Rename "component" to "module" throughout the data below, keeping every other line and word the same. Leave the pictures out of your copy.

— Begin Entries shown —

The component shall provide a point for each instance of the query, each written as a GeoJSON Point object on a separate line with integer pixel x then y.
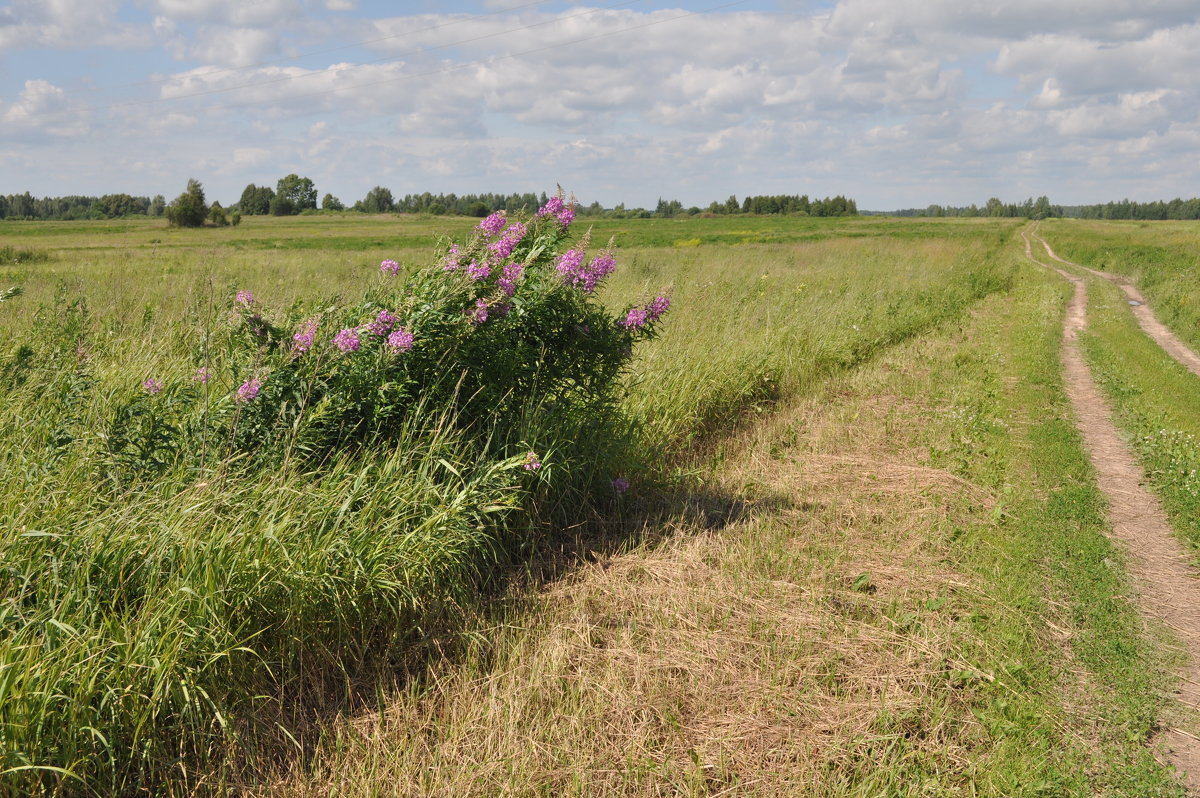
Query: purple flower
{"type": "Point", "coordinates": [655, 310]}
{"type": "Point", "coordinates": [505, 245]}
{"type": "Point", "coordinates": [639, 317]}
{"type": "Point", "coordinates": [451, 262]}
{"type": "Point", "coordinates": [634, 319]}
{"type": "Point", "coordinates": [509, 277]}
{"type": "Point", "coordinates": [249, 390]}
{"type": "Point", "coordinates": [493, 223]}
{"type": "Point", "coordinates": [551, 208]}
{"type": "Point", "coordinates": [304, 340]}
{"type": "Point", "coordinates": [480, 313]}
{"type": "Point", "coordinates": [347, 340]}
{"type": "Point", "coordinates": [383, 323]}
{"type": "Point", "coordinates": [400, 340]}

— End Entries shown —

Final answer:
The module shall provide a point for each instance of the query, each written as a GeoJSON Point object on a separate line with integer pixel x then y.
Query: purple flower
{"type": "Point", "coordinates": [655, 310]}
{"type": "Point", "coordinates": [505, 245]}
{"type": "Point", "coordinates": [639, 317]}
{"type": "Point", "coordinates": [451, 262]}
{"type": "Point", "coordinates": [634, 319]}
{"type": "Point", "coordinates": [509, 277]}
{"type": "Point", "coordinates": [249, 390]}
{"type": "Point", "coordinates": [493, 223]}
{"type": "Point", "coordinates": [551, 208]}
{"type": "Point", "coordinates": [304, 340]}
{"type": "Point", "coordinates": [480, 313]}
{"type": "Point", "coordinates": [347, 340]}
{"type": "Point", "coordinates": [383, 323]}
{"type": "Point", "coordinates": [400, 340]}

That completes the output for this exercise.